### INFORMATION PROVIDED
------------------------------

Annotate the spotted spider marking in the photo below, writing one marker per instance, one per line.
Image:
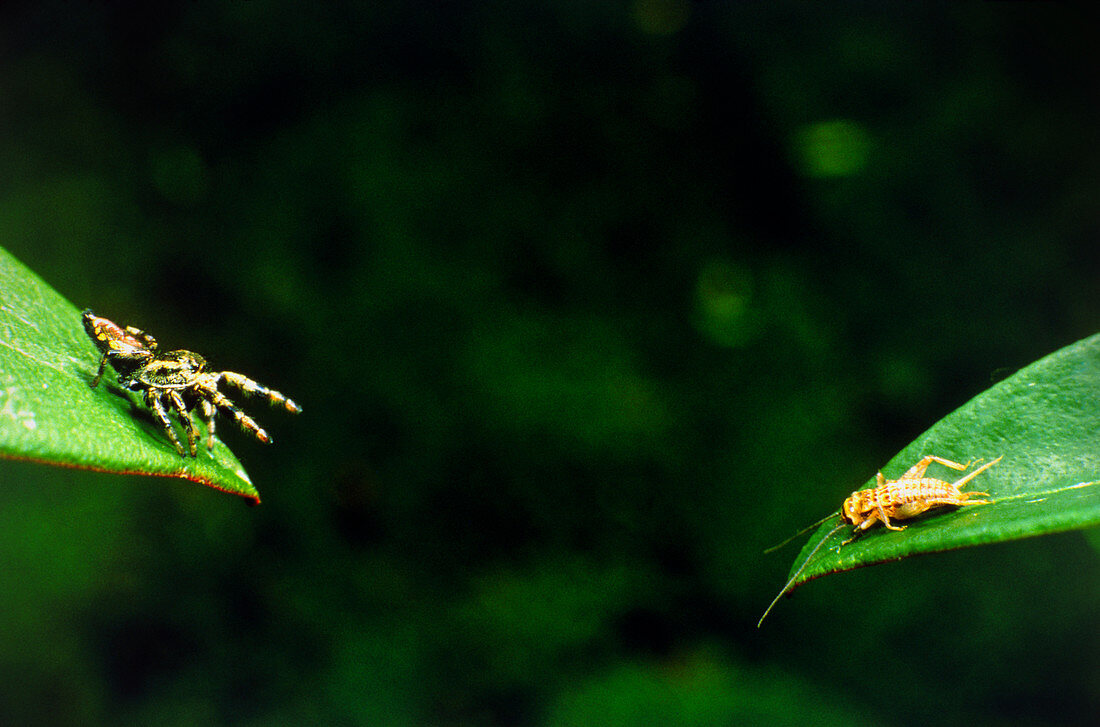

------------------------------

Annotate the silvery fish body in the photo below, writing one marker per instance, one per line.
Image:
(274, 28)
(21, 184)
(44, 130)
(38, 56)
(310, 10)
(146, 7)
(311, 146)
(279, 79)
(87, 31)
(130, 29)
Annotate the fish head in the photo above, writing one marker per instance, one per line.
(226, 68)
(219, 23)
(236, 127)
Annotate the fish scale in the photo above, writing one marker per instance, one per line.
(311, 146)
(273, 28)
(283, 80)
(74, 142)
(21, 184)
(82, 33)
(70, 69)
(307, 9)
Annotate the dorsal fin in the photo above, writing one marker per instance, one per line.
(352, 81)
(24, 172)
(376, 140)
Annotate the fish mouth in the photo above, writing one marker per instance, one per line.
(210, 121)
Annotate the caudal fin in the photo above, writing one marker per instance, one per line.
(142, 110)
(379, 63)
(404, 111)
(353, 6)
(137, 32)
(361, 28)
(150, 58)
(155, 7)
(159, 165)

------------------------------

### REQUIRED WORK
Select every line of the listing above that contains the string "marker", and copy each such line. Case counts.

### ANSWER FOR THIS EXERCISE
Annotate the spotted spider marking in the photo below, writing one marker per instance, one per line.
Annotate the silvery fish body in the photo below, writing one marker per instance, one per line.
Annotate the fish head in the photo above, writing one marker per instance, one per line.
Annotate the fish scale in the photo above, writing one marker per instance, one per line.
Annotate the dorsal fin in the photo above, writing one marker per instance, one per line.
Annotate the fish mouth in the photo above, writing one marker per instance, one per line.
Annotate the caudal fin in the photo above, writing one marker per instance, one per line.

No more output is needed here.